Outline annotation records

-----

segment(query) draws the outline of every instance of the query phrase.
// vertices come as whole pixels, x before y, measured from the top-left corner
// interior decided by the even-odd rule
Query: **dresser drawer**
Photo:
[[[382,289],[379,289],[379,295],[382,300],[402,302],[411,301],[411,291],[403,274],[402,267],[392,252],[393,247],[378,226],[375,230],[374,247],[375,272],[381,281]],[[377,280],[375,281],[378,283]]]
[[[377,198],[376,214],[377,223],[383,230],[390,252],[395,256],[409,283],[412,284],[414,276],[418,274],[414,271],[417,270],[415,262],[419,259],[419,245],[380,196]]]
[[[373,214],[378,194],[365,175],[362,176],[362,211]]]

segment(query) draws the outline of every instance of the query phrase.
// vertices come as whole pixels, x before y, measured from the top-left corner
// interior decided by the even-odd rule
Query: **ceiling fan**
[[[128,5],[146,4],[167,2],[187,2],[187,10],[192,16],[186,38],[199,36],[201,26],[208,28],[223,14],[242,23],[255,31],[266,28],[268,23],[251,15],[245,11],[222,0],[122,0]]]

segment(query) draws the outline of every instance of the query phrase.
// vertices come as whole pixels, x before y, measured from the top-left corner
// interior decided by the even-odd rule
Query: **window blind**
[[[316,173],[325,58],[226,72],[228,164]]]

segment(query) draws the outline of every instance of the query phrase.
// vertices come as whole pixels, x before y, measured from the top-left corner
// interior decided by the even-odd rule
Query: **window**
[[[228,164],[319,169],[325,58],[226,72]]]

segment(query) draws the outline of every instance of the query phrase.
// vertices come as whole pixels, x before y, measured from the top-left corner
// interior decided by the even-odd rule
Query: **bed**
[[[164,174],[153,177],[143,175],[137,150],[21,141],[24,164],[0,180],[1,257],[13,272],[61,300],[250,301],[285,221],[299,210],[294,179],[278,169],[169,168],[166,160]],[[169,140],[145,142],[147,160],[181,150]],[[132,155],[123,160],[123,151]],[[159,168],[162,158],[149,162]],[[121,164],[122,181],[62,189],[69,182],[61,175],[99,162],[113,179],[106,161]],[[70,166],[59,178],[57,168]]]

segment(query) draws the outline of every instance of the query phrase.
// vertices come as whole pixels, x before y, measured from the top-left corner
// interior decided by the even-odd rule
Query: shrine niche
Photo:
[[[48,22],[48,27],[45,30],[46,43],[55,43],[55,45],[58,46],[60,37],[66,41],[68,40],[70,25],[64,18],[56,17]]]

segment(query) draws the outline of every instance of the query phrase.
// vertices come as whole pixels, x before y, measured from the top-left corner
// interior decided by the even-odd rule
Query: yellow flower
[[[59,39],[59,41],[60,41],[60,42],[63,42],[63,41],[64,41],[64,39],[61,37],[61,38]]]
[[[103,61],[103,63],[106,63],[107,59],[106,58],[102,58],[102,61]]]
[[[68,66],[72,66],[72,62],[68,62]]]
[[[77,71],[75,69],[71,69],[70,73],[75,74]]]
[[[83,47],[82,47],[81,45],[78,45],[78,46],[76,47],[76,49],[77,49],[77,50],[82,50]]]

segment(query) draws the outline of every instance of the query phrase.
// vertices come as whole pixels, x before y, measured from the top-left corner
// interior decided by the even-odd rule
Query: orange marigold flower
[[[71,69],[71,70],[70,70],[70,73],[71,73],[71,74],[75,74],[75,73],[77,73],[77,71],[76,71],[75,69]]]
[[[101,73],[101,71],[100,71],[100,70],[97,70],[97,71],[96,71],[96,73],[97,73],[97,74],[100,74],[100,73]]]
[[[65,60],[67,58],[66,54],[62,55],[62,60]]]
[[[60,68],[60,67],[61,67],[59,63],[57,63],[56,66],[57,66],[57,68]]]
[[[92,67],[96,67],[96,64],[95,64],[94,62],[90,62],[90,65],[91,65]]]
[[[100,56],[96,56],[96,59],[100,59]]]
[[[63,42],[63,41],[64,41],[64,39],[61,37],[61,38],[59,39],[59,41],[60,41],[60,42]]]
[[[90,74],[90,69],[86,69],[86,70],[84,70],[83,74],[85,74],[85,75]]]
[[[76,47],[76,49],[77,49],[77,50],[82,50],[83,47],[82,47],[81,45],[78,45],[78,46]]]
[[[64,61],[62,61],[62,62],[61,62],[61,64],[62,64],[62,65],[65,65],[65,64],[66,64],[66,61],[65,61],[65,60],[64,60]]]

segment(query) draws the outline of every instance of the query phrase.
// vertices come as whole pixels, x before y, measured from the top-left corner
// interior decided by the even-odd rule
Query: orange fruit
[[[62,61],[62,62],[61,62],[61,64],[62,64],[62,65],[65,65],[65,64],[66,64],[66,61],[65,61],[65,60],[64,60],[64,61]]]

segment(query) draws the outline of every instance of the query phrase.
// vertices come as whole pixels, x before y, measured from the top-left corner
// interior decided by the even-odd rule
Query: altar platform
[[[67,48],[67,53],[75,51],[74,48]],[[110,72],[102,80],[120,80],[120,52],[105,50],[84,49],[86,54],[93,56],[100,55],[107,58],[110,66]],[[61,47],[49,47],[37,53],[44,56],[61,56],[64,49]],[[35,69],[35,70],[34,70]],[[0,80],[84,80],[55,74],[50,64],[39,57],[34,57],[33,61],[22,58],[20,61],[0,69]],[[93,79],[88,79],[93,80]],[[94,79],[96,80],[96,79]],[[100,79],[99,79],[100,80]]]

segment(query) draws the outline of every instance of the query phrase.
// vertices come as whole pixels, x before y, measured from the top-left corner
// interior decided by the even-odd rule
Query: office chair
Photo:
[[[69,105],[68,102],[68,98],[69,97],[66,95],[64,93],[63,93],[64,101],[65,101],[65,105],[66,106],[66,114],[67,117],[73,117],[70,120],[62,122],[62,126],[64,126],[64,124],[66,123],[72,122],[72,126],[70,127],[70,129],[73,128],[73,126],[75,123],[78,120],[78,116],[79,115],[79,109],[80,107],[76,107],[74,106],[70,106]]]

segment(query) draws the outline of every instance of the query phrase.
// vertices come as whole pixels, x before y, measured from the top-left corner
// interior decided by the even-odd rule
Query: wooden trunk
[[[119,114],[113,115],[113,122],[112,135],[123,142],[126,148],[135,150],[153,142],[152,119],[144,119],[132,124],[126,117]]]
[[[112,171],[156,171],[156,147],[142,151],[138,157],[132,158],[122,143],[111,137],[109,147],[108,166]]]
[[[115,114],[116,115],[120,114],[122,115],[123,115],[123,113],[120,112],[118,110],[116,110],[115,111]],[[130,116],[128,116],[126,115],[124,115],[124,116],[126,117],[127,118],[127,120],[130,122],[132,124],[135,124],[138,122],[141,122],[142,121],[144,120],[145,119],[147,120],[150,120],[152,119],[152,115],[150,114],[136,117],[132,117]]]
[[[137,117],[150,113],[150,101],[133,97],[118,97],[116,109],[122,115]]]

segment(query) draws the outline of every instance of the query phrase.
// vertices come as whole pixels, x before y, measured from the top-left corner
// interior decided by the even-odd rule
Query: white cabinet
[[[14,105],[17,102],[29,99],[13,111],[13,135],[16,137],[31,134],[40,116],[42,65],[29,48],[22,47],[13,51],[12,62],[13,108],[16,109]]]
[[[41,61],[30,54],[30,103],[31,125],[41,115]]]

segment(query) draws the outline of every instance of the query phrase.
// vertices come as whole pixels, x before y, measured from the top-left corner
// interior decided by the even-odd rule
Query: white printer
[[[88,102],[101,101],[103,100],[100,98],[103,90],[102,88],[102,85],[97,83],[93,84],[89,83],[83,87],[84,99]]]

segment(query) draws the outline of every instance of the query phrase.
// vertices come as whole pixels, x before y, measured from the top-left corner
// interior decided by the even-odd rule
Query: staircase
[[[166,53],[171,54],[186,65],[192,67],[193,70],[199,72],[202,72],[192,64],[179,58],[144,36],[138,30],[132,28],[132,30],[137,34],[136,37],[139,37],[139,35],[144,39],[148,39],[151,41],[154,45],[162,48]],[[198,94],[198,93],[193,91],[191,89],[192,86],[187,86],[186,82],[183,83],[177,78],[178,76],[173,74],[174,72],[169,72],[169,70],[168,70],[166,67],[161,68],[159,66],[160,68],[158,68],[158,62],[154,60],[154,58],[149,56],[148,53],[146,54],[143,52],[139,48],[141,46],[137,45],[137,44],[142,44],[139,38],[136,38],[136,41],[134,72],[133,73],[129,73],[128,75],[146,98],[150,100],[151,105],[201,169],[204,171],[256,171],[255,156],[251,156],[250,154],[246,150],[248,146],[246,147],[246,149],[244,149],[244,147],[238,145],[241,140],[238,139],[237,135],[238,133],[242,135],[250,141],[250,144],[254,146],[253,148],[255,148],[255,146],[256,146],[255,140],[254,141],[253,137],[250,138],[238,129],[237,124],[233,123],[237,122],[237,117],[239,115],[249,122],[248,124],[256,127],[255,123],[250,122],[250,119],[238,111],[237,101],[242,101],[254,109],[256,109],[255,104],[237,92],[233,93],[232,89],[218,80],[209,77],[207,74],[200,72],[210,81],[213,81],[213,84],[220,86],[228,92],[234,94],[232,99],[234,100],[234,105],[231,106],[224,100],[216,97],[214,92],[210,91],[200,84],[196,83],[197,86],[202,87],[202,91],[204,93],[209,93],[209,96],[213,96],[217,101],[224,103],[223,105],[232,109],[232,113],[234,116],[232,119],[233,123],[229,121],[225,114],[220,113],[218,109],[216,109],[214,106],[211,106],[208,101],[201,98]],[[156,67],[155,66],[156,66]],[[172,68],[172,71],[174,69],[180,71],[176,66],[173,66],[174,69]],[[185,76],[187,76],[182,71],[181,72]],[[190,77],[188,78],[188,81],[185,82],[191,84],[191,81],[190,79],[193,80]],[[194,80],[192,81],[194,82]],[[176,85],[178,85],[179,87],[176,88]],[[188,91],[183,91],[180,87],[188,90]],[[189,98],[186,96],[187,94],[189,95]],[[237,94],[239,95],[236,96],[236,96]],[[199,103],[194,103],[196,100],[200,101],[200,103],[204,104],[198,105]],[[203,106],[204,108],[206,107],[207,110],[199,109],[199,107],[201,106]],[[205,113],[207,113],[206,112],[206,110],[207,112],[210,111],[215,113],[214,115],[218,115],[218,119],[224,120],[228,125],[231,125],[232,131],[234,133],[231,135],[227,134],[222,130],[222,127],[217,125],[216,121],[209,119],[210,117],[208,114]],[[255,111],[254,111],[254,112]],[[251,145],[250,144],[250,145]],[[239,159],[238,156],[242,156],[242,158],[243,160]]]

-----

-- Written task --
Rewrite the records from their start through the line containing "[[[373,214],[378,194],[365,175],[362,176],[362,211]]]", inclusive, replacing "top-left corner" with "upper-left corner" and leaving everything else unchanged.

-- Final result --
segment(query) draws the outline of every instance of the query phrase.
// vertices come as whole pixels, x before y, measured from the upper-left corner
// interior decided by the even-odd rule
Query: **dresser drawer**
Photo:
[[[382,289],[379,289],[379,295],[382,300],[402,302],[411,301],[411,291],[403,274],[402,267],[392,252],[393,247],[378,226],[375,230],[374,247],[375,272],[381,281]],[[377,280],[375,281],[378,283]]]
[[[377,198],[376,214],[377,223],[383,230],[390,252],[395,256],[409,283],[412,284],[414,276],[418,274],[414,271],[417,270],[415,262],[419,259],[419,245],[380,196]]]
[[[373,214],[378,194],[365,175],[362,176],[362,211]]]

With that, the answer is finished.